__Work request__. All of the records should be reproduced word for word, but no images may appear in the copy.

[Excerpts from a dataset]
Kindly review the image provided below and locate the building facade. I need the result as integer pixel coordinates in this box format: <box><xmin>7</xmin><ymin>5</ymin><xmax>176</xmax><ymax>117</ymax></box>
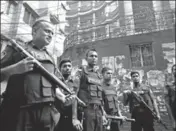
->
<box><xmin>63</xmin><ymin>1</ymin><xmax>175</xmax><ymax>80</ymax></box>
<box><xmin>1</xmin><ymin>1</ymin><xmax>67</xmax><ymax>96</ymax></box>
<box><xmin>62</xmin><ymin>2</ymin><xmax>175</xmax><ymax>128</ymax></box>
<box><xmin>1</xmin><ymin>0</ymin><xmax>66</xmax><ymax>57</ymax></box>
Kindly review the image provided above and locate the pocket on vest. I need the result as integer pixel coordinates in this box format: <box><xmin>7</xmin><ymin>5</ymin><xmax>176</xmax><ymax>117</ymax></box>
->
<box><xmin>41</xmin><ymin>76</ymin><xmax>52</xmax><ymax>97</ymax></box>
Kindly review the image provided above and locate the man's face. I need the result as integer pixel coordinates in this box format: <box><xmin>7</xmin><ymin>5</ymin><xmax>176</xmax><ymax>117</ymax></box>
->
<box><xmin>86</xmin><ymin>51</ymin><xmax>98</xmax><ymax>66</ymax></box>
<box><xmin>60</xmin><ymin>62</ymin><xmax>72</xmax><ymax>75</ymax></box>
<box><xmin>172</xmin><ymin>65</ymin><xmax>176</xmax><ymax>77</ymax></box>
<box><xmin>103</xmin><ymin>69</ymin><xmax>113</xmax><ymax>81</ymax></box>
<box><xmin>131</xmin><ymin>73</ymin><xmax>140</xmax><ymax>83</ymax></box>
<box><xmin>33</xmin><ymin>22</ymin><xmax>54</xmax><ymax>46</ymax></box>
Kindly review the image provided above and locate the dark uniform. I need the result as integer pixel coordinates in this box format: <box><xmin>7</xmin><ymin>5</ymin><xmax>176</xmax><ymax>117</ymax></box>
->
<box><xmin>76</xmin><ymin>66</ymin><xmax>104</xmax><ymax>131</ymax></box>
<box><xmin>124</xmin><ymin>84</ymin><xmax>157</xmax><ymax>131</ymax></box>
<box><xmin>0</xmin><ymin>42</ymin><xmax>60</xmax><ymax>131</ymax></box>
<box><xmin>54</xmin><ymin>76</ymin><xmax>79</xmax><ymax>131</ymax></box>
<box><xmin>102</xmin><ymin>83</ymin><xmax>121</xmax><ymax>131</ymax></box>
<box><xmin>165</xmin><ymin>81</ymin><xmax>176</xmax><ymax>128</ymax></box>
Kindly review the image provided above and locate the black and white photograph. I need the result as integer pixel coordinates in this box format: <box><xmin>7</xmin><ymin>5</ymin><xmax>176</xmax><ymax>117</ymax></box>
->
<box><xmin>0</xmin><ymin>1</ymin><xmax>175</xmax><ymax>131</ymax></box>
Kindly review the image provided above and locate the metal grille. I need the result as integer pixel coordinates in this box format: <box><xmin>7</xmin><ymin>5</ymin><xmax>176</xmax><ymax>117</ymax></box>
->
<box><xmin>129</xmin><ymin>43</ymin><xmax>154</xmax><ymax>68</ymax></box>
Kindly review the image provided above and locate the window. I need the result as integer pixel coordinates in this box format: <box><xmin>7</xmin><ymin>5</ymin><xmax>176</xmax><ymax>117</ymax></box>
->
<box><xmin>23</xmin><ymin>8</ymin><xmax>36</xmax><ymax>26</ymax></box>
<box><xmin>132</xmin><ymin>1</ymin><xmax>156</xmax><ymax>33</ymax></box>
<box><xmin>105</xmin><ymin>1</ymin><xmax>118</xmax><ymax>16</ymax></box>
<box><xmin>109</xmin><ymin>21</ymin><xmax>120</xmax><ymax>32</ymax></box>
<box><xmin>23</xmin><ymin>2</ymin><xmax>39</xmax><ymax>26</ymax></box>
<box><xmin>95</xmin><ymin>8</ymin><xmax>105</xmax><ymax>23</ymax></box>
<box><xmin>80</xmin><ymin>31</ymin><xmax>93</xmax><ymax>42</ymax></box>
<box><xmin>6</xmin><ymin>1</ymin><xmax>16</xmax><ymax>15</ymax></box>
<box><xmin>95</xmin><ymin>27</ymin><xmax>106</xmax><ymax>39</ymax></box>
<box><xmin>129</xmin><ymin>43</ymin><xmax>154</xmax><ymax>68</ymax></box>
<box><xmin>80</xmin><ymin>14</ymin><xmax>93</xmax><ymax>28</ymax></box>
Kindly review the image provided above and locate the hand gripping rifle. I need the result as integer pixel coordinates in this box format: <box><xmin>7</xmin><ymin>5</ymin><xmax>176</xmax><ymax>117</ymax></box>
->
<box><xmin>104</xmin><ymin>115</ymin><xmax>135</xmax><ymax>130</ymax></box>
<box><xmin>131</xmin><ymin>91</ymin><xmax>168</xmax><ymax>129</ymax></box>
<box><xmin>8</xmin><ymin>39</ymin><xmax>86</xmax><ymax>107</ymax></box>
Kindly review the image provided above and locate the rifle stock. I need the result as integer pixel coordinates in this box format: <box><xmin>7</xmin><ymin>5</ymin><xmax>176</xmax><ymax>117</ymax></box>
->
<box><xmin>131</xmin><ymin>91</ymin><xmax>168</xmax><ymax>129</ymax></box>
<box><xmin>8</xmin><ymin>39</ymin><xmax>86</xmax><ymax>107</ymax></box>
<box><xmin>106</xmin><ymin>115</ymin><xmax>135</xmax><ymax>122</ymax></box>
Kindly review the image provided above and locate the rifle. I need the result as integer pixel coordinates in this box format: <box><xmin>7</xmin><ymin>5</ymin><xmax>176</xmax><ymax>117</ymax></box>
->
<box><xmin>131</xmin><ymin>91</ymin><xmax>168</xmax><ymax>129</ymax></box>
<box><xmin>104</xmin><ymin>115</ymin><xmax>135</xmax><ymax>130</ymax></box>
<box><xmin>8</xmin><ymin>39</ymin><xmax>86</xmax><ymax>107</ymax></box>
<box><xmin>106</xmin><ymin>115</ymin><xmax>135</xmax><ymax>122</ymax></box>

__Exercise answer__.
Kindly review the image provided below and locate the building facade. I need the result as integer pixel coordinates in this box format: <box><xmin>7</xmin><ymin>5</ymin><xmax>176</xmax><ymax>117</ymax></box>
->
<box><xmin>63</xmin><ymin>1</ymin><xmax>175</xmax><ymax>80</ymax></box>
<box><xmin>1</xmin><ymin>1</ymin><xmax>67</xmax><ymax>96</ymax></box>
<box><xmin>62</xmin><ymin>2</ymin><xmax>175</xmax><ymax>128</ymax></box>
<box><xmin>1</xmin><ymin>0</ymin><xmax>66</xmax><ymax>57</ymax></box>
Kindly review the image provided above and locate the pocket on vest. I need the result as integer pixel coordinates in this box format: <box><xmin>7</xmin><ymin>5</ymin><xmax>176</xmax><ymax>117</ymax></box>
->
<box><xmin>41</xmin><ymin>76</ymin><xmax>52</xmax><ymax>97</ymax></box>
Kindly review the image provided above and locate the man's face. I need the result as integer pixel coordinates in this box format: <box><xmin>7</xmin><ymin>5</ymin><xmax>176</xmax><ymax>117</ymax></box>
->
<box><xmin>86</xmin><ymin>51</ymin><xmax>98</xmax><ymax>66</ymax></box>
<box><xmin>60</xmin><ymin>62</ymin><xmax>72</xmax><ymax>75</ymax></box>
<box><xmin>172</xmin><ymin>65</ymin><xmax>176</xmax><ymax>77</ymax></box>
<box><xmin>103</xmin><ymin>69</ymin><xmax>113</xmax><ymax>81</ymax></box>
<box><xmin>131</xmin><ymin>73</ymin><xmax>140</xmax><ymax>83</ymax></box>
<box><xmin>33</xmin><ymin>22</ymin><xmax>54</xmax><ymax>46</ymax></box>
Kindly review the image provided above and locate the dark uniform. I need the result as integer pixel coordinates in this box format: <box><xmin>7</xmin><ymin>5</ymin><xmax>176</xmax><ymax>117</ymax></box>
->
<box><xmin>76</xmin><ymin>66</ymin><xmax>104</xmax><ymax>131</ymax></box>
<box><xmin>124</xmin><ymin>84</ymin><xmax>157</xmax><ymax>131</ymax></box>
<box><xmin>0</xmin><ymin>42</ymin><xmax>60</xmax><ymax>131</ymax></box>
<box><xmin>54</xmin><ymin>76</ymin><xmax>79</xmax><ymax>131</ymax></box>
<box><xmin>102</xmin><ymin>83</ymin><xmax>121</xmax><ymax>131</ymax></box>
<box><xmin>165</xmin><ymin>81</ymin><xmax>176</xmax><ymax>128</ymax></box>
Kindly review the image provided above and locate the black and white photograph. I need the result as integer pixel coordinates in this box format: <box><xmin>7</xmin><ymin>5</ymin><xmax>176</xmax><ymax>117</ymax></box>
->
<box><xmin>0</xmin><ymin>1</ymin><xmax>175</xmax><ymax>131</ymax></box>
Kindly review the image provided above and locate the metal grille. I need the result as integer pixel coordinates in this box format: <box><xmin>7</xmin><ymin>5</ymin><xmax>176</xmax><ymax>117</ymax></box>
->
<box><xmin>129</xmin><ymin>43</ymin><xmax>154</xmax><ymax>68</ymax></box>
Kindly review the image provided above and locate the window. I need the result as integer pixel coordinates in this box format: <box><xmin>7</xmin><ymin>5</ymin><xmax>176</xmax><ymax>117</ymax></box>
->
<box><xmin>23</xmin><ymin>8</ymin><xmax>36</xmax><ymax>26</ymax></box>
<box><xmin>132</xmin><ymin>1</ymin><xmax>156</xmax><ymax>33</ymax></box>
<box><xmin>105</xmin><ymin>1</ymin><xmax>118</xmax><ymax>16</ymax></box>
<box><xmin>109</xmin><ymin>21</ymin><xmax>120</xmax><ymax>32</ymax></box>
<box><xmin>23</xmin><ymin>2</ymin><xmax>39</xmax><ymax>26</ymax></box>
<box><xmin>95</xmin><ymin>8</ymin><xmax>105</xmax><ymax>23</ymax></box>
<box><xmin>80</xmin><ymin>31</ymin><xmax>93</xmax><ymax>42</ymax></box>
<box><xmin>6</xmin><ymin>1</ymin><xmax>16</xmax><ymax>15</ymax></box>
<box><xmin>95</xmin><ymin>27</ymin><xmax>106</xmax><ymax>39</ymax></box>
<box><xmin>129</xmin><ymin>43</ymin><xmax>154</xmax><ymax>68</ymax></box>
<box><xmin>80</xmin><ymin>14</ymin><xmax>93</xmax><ymax>28</ymax></box>
Kindly review the image provided above and locate the hand gripping rifle. I need the result as integer pixel coordinates in this box format: <box><xmin>7</xmin><ymin>5</ymin><xmax>176</xmax><ymax>117</ymax></box>
->
<box><xmin>104</xmin><ymin>115</ymin><xmax>135</xmax><ymax>130</ymax></box>
<box><xmin>131</xmin><ymin>91</ymin><xmax>168</xmax><ymax>129</ymax></box>
<box><xmin>8</xmin><ymin>39</ymin><xmax>86</xmax><ymax>107</ymax></box>
Kindly review the image provided above and locate the rifle stock. I need the result as integer pixel coordinates in this box format: <box><xmin>7</xmin><ymin>5</ymin><xmax>176</xmax><ymax>117</ymax></box>
->
<box><xmin>131</xmin><ymin>91</ymin><xmax>168</xmax><ymax>129</ymax></box>
<box><xmin>8</xmin><ymin>39</ymin><xmax>86</xmax><ymax>107</ymax></box>
<box><xmin>106</xmin><ymin>115</ymin><xmax>135</xmax><ymax>122</ymax></box>
Kindly review the image provided above and locate the rifle. I need the result as integer pixel coordinates in this box format: <box><xmin>7</xmin><ymin>5</ymin><xmax>176</xmax><ymax>117</ymax></box>
->
<box><xmin>131</xmin><ymin>91</ymin><xmax>168</xmax><ymax>129</ymax></box>
<box><xmin>104</xmin><ymin>115</ymin><xmax>135</xmax><ymax>130</ymax></box>
<box><xmin>8</xmin><ymin>39</ymin><xmax>86</xmax><ymax>107</ymax></box>
<box><xmin>106</xmin><ymin>115</ymin><xmax>135</xmax><ymax>122</ymax></box>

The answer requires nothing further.